--- START ---
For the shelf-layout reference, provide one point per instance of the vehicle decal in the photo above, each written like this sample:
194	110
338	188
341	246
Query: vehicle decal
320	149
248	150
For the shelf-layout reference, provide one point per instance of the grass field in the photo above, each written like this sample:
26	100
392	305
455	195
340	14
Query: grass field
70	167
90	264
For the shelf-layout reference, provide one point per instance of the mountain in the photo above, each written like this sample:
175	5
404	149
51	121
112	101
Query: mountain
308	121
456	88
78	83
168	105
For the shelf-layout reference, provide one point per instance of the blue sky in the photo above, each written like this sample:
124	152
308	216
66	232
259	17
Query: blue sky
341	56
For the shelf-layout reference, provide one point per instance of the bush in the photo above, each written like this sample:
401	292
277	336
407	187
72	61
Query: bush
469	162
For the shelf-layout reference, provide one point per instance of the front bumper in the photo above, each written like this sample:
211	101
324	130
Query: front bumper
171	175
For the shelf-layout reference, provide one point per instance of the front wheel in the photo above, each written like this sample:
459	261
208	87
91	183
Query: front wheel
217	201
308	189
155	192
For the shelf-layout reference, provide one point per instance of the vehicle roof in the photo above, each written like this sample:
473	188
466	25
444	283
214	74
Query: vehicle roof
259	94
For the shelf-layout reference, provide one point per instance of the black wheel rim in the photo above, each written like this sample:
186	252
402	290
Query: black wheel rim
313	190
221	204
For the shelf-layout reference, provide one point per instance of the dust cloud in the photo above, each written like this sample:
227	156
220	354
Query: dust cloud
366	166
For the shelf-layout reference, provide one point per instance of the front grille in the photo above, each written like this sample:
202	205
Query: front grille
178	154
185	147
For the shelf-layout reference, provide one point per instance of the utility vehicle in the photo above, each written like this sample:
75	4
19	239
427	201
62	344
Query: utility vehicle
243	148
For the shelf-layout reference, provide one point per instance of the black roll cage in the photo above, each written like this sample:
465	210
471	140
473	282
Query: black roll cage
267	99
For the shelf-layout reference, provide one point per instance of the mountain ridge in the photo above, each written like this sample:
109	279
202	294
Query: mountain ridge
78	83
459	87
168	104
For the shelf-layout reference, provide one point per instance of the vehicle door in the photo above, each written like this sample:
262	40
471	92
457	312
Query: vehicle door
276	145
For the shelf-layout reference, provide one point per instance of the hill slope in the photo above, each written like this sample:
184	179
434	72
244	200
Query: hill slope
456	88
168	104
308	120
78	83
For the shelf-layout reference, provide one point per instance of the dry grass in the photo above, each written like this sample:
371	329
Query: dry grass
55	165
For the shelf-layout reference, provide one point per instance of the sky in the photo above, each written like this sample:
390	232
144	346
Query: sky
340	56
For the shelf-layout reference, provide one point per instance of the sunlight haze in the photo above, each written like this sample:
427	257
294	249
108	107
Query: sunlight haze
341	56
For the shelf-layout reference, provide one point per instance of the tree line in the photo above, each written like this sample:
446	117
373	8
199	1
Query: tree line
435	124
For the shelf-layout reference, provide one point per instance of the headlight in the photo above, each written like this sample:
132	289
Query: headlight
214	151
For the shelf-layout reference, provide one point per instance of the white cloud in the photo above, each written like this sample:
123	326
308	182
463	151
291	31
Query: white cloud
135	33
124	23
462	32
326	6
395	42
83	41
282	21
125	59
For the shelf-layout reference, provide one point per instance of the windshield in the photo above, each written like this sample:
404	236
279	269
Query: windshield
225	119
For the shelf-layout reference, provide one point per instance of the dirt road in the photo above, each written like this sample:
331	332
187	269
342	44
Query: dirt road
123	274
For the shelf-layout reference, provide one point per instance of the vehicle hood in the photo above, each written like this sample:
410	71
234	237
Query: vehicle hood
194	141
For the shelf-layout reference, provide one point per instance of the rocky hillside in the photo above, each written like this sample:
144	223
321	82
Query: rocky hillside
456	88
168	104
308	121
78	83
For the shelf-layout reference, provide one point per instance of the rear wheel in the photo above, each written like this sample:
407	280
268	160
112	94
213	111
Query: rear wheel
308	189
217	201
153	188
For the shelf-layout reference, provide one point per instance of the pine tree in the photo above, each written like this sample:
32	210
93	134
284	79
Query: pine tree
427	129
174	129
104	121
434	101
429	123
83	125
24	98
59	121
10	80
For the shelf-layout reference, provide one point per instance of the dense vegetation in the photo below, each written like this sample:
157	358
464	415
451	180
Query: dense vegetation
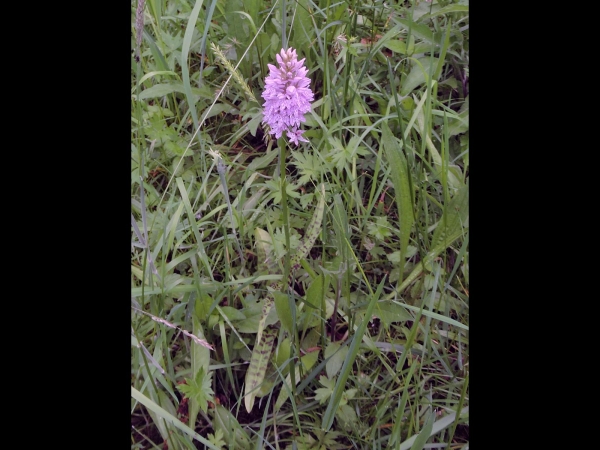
310	296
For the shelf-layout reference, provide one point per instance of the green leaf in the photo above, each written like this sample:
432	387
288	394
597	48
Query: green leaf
401	179
233	433
389	312
397	46
282	305
419	74
199	390
336	357
185	49
170	418
322	394
332	407
425	433
160	90
258	365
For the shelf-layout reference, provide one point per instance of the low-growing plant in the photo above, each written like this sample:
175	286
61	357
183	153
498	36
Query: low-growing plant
300	224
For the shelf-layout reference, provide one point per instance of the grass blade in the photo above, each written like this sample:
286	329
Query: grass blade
168	417
347	367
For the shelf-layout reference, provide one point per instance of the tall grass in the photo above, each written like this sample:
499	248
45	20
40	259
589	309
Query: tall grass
367	344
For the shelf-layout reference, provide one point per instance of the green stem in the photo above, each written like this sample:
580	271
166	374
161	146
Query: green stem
286	259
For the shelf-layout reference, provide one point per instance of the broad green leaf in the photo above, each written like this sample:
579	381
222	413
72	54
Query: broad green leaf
258	365
401	179
438	426
450	228
199	391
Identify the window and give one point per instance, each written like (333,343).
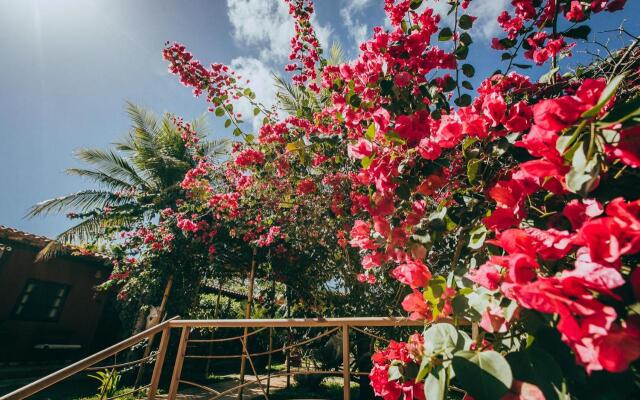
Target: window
(41,301)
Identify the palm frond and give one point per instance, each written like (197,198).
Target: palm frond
(52,250)
(85,200)
(215,149)
(111,163)
(336,54)
(101,178)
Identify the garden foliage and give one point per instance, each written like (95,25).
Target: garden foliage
(514,210)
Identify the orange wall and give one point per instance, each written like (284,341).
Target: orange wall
(80,315)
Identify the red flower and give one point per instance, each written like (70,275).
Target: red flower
(494,108)
(493,320)
(580,211)
(627,149)
(620,347)
(249,157)
(402,78)
(488,276)
(306,186)
(414,303)
(519,117)
(414,273)
(362,149)
(557,114)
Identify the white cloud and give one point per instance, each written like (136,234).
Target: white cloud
(266,24)
(486,26)
(357,30)
(261,82)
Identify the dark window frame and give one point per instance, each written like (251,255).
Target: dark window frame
(44,317)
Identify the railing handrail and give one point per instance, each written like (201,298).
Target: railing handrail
(186,325)
(52,379)
(297,322)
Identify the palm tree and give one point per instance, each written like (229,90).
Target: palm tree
(135,179)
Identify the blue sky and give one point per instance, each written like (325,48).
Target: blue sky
(68,66)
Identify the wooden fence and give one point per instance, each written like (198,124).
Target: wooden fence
(150,390)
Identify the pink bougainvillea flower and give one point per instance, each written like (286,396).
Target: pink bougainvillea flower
--- END ---
Activity
Nothing but a number belongs in the answer, namely how many lines above include "pink".

Task result
2